#### [The problem]
Check each line of the entries below for the word "pant", and copy the lines that have it.
──────────
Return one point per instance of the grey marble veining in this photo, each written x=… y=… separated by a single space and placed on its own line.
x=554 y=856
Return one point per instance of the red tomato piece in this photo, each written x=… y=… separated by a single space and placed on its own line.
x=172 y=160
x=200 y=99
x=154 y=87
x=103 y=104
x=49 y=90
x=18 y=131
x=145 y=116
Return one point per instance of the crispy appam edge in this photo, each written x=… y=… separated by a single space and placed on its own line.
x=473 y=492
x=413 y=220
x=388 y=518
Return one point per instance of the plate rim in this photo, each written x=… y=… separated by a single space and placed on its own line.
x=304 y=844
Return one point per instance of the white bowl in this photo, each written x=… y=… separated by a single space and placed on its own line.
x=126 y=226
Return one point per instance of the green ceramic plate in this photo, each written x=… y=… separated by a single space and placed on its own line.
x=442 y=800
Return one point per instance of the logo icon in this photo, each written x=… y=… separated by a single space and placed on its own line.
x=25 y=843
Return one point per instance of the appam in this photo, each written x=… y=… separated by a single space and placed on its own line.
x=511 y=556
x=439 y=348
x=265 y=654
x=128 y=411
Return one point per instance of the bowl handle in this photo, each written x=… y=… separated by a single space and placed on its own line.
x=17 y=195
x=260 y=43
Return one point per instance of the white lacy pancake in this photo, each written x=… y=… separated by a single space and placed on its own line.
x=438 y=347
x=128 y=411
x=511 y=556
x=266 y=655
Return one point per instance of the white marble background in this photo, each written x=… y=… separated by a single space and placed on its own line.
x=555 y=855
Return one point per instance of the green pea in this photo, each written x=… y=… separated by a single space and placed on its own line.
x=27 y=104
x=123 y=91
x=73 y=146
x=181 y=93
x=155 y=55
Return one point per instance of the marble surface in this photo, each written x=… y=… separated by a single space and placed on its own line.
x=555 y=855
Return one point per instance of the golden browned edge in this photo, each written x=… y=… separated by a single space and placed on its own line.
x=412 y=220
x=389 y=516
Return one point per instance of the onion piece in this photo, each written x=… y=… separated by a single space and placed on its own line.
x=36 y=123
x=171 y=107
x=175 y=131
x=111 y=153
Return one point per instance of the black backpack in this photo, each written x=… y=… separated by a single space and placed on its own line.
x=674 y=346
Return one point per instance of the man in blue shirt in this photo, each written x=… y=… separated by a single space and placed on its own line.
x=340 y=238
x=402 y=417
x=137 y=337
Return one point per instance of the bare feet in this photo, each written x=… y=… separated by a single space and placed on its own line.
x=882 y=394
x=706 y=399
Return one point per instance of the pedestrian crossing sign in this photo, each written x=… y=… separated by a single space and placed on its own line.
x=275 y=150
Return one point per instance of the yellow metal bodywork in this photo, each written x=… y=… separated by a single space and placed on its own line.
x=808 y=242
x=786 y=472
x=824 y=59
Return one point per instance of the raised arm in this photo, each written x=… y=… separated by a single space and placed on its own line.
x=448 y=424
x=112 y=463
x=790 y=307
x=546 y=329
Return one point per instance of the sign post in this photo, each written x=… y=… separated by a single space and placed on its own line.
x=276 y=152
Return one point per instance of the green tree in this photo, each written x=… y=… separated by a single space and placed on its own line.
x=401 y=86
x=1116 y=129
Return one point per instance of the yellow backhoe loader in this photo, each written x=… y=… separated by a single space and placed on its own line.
──────────
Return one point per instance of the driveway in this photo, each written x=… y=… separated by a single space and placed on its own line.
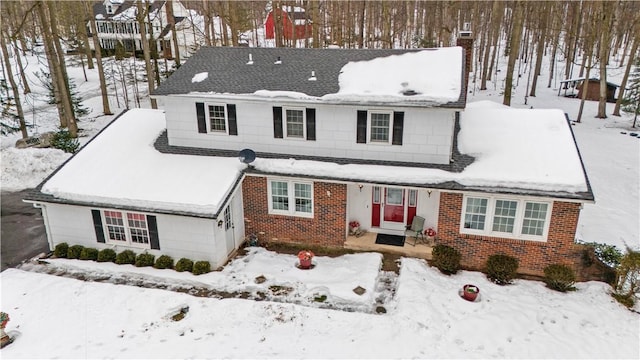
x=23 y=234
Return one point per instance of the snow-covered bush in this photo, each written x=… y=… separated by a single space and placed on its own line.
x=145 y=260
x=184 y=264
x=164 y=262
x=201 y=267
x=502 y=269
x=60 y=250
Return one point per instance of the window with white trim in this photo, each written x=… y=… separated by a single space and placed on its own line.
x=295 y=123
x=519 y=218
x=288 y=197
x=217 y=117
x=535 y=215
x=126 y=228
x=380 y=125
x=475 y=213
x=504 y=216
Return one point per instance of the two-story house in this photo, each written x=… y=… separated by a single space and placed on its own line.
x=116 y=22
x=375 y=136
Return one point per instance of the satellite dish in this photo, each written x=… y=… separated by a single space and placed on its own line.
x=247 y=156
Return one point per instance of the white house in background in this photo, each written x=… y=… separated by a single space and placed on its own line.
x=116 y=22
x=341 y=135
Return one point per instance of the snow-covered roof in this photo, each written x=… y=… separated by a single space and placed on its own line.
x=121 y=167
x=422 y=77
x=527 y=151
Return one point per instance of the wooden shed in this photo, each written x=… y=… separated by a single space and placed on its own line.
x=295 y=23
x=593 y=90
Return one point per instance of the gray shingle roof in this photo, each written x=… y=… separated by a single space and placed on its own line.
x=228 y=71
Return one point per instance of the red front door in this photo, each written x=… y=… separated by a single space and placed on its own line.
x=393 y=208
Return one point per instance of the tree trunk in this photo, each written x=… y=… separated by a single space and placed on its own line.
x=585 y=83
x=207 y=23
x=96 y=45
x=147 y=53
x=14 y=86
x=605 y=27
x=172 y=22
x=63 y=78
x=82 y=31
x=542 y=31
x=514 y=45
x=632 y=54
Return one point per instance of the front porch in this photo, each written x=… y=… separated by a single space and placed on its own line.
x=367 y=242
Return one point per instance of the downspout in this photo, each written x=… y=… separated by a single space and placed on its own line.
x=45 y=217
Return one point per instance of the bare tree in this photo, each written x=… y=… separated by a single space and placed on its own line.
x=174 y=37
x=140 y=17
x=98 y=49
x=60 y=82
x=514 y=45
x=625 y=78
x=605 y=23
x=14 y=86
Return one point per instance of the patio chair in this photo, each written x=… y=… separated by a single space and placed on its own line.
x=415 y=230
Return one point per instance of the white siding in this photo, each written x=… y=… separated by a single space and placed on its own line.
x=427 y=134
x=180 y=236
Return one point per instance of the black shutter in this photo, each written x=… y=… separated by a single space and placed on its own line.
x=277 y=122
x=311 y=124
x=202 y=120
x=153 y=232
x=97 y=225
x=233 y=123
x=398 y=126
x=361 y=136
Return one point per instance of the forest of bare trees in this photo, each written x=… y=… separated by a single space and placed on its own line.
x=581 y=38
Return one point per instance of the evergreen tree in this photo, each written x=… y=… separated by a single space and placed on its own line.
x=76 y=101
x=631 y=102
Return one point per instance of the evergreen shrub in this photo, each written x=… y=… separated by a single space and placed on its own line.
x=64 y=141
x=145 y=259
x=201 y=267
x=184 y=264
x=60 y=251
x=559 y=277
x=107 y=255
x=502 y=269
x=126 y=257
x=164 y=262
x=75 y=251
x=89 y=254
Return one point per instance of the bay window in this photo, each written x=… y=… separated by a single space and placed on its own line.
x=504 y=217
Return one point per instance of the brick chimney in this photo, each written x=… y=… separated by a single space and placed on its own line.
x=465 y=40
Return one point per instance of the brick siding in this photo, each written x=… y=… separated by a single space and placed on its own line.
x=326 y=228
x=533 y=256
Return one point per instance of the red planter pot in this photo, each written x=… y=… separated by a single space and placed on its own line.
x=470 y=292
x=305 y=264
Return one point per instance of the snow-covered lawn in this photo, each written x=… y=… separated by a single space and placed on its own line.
──────────
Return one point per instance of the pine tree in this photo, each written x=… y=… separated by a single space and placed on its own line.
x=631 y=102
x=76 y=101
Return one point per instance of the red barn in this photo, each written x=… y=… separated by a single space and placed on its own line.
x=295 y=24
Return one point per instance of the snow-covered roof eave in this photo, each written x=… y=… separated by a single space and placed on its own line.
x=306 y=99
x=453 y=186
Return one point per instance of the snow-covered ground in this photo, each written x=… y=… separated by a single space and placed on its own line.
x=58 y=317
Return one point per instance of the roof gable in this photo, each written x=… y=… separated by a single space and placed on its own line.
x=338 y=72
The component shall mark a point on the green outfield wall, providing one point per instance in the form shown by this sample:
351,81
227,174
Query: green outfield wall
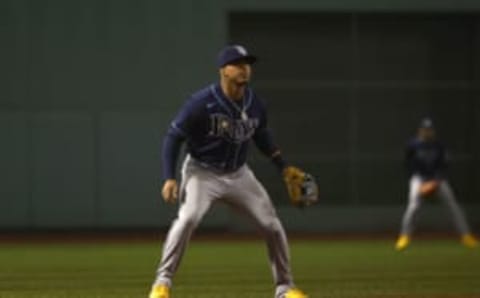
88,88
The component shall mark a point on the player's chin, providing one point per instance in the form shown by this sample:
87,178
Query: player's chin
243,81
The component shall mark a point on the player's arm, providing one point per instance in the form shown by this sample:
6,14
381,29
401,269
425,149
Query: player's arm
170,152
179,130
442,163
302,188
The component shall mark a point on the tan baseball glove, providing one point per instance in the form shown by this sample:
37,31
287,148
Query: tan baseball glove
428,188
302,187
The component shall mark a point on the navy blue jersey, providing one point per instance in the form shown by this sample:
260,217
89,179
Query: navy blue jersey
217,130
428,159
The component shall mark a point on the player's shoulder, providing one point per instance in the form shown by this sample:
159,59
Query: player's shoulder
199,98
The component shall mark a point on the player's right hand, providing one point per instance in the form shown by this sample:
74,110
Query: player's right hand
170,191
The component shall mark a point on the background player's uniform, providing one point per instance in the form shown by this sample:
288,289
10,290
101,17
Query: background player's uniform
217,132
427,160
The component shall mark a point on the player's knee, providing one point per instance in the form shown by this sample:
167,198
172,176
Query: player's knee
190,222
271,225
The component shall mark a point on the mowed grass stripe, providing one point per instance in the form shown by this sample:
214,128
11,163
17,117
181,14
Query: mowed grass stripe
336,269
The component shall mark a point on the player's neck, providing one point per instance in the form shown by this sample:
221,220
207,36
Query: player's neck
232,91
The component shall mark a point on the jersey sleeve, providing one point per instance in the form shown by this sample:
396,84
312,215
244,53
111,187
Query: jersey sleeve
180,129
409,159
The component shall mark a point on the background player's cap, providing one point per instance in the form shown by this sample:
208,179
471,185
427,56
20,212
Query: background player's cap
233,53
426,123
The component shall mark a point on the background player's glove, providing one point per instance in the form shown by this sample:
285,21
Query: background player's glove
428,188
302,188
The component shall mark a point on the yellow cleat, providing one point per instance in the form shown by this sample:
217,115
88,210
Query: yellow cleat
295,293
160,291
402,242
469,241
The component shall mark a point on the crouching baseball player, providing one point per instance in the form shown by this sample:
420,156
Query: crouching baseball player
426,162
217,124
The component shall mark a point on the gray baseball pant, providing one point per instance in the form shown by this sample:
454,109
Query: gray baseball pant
──────────
#### [Reply to the task]
The component shall mark a point on the gray baseball pant, providing one point per instance in the form shown by this sample:
Query: gray baseball pant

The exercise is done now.